Leaving out the pictures, output each record exactly as it stands.

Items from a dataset
- Opening Delimiter -
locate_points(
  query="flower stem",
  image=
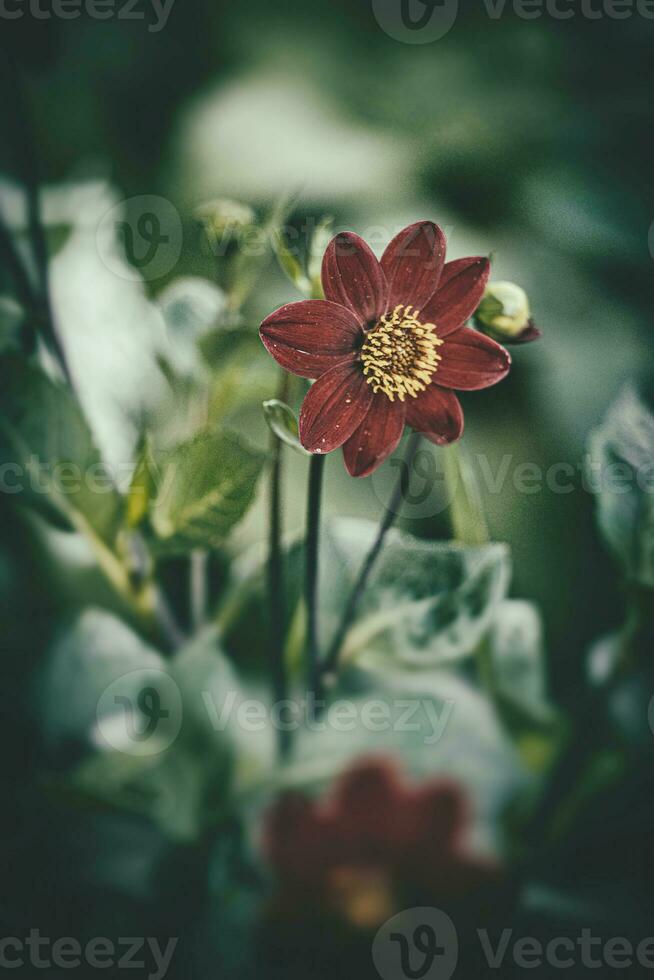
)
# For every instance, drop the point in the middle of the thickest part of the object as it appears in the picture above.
(387, 521)
(276, 596)
(466, 510)
(316, 470)
(199, 593)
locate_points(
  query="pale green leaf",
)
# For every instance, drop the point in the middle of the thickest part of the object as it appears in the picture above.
(282, 421)
(621, 473)
(206, 486)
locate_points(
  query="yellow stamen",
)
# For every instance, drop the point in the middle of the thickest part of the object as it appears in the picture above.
(400, 355)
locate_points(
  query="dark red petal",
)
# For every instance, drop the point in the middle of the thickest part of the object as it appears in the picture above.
(352, 276)
(333, 408)
(413, 263)
(376, 438)
(310, 337)
(367, 807)
(295, 837)
(471, 361)
(458, 295)
(437, 414)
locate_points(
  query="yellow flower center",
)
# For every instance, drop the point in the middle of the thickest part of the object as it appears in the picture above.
(400, 355)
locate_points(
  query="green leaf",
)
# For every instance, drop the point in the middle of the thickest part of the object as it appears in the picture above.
(434, 724)
(207, 485)
(516, 648)
(48, 449)
(191, 308)
(321, 237)
(289, 263)
(12, 317)
(282, 421)
(164, 733)
(621, 473)
(255, 247)
(143, 488)
(427, 603)
(514, 654)
(95, 652)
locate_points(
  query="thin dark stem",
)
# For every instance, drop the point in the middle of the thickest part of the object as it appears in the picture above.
(316, 469)
(198, 588)
(44, 311)
(389, 517)
(14, 264)
(276, 594)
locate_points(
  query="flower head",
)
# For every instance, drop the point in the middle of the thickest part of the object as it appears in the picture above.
(387, 346)
(504, 313)
(372, 844)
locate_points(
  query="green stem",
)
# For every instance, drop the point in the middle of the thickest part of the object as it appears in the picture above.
(276, 592)
(469, 527)
(388, 519)
(198, 587)
(316, 470)
(466, 509)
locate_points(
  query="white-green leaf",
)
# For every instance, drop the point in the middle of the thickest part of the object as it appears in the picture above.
(282, 421)
(12, 316)
(191, 307)
(161, 734)
(321, 237)
(426, 603)
(206, 487)
(143, 488)
(516, 648)
(621, 472)
(289, 263)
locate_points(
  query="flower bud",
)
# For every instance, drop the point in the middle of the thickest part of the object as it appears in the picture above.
(504, 314)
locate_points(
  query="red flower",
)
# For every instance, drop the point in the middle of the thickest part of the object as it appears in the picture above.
(372, 843)
(387, 345)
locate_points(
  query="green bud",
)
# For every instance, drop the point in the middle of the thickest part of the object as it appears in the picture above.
(504, 313)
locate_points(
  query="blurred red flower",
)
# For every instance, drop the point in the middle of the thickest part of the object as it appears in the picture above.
(372, 842)
(387, 345)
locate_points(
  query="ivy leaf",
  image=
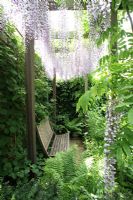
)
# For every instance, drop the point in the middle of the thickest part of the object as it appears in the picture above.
(130, 116)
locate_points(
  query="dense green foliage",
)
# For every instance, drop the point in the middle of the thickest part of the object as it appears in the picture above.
(68, 93)
(12, 103)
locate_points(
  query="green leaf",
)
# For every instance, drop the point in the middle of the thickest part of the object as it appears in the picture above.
(130, 116)
(126, 149)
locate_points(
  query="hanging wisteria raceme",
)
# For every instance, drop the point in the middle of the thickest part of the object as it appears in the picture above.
(99, 12)
(2, 19)
(34, 17)
(112, 128)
- Closing Delimiter -
> **OUTPUT BELOW**:
locate_points(
  query="flower stem",
  image=
)
# For every instance, drop the point in the middle of the thickest part of the object as it appears in the picture above.
(387, 521)
(276, 596)
(466, 510)
(316, 470)
(199, 593)
locate_points(
  query="pale green leaf",
)
# For every instance, drop the point in the middle of the thickest part of the object as it appears in the picture above.
(282, 421)
(621, 473)
(206, 486)
locate_points(
  query="yellow stamen",
)
# For every instance, drop the point in the middle of the thickest part of the object as it appears in the picture above.
(400, 355)
locate_points(
  query="dark red petal",
)
# For every instance, drop the point in the middle of the thickest part of the object as it appears in the picture above.
(352, 276)
(333, 408)
(413, 263)
(376, 438)
(310, 337)
(367, 807)
(295, 837)
(471, 361)
(458, 295)
(437, 414)
locate_points(
  query="yellow flower center",
)
# For every instance, drop the point in the middle of the thickest part of the object as it appears in the picture above.
(400, 355)
locate_points(
  query="green leaf",
)
# For every instance, drop the point in the middle of the thickest part of the object as it appears in the picture above.
(434, 724)
(207, 485)
(516, 648)
(48, 449)
(191, 308)
(321, 237)
(289, 263)
(12, 317)
(282, 421)
(164, 733)
(621, 473)
(255, 247)
(143, 488)
(427, 603)
(514, 654)
(95, 652)
locate_points(
  query="thin dark stem",
)
# For every instance, drop the point in the middle of the thickest part of the object as it appears in the picture above.
(316, 469)
(198, 588)
(44, 311)
(389, 517)
(14, 264)
(276, 594)
locate_points(
  query="flower head",
)
# For every instance, drop the point in the middle of the thickest part of the object as it appears in the picture above.
(387, 346)
(504, 313)
(372, 844)
locate_points(
  query="green stem",
)
# For every instance, drop the point in the middle of the thickest part of the object as it appears in the picture above.
(276, 592)
(469, 527)
(388, 519)
(198, 587)
(316, 470)
(466, 509)
locate_points(
  query="white-green leaf",
)
# For every instance, drop the point in the middle of the thickest part of the object as it appears in the picture above.
(282, 421)
(12, 316)
(191, 307)
(161, 734)
(321, 237)
(426, 603)
(206, 487)
(143, 488)
(516, 648)
(621, 472)
(289, 263)
locate_points(
  query="flower bud",
)
# For every instance, drop the point in the middle of the thickest part of the object as it appears in the picture above.
(504, 314)
locate_points(
  query="red flower",
)
# For every instance, drop the point in the middle of the thickest part of the object as it appears in the picture above.
(372, 843)
(387, 345)
locate_points(
  query="green bud",
)
# For every instance, drop the point in the middle of the thickest part of the object as it appears in the picture above.
(504, 313)
locate_points(
  query="blurred red flower",
)
# For every instance, drop the point in the middle of the thickest part of the object as it appears in the picture above.
(372, 842)
(387, 345)
locate_points(
  query="ivy leaf",
  image=
)
# For every instance, drop the point in the middle of the thickest part of the object as it appears in the picture above.
(130, 116)
locate_points(
  query="dense green foliage",
)
# For every instance, drop the point in the middle of the thickest part of the object as it appears in the picture above.
(68, 93)
(12, 103)
locate_points(
  query="green leaf",
)
# For every instance, drop the point in the middle of the thickest part of the object as it appears in the picture above.
(130, 116)
(126, 149)
locate_points(
  query="hanging wisteria raceme",
)
# For every instance, drop the point in the middle of the thickest part of the object as it appears in the picture above.
(99, 12)
(2, 19)
(34, 17)
(112, 128)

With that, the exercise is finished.